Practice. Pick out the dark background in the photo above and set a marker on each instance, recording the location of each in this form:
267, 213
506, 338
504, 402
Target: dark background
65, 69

--------

_Requirement_
Print all of the entries again, exactly as written.

_Written response_
Practice. Pick out the dark background in the photo above and set a marker on each instance, recording the location of each in this form:
267, 213
506, 338
504, 402
Target: dark background
65, 69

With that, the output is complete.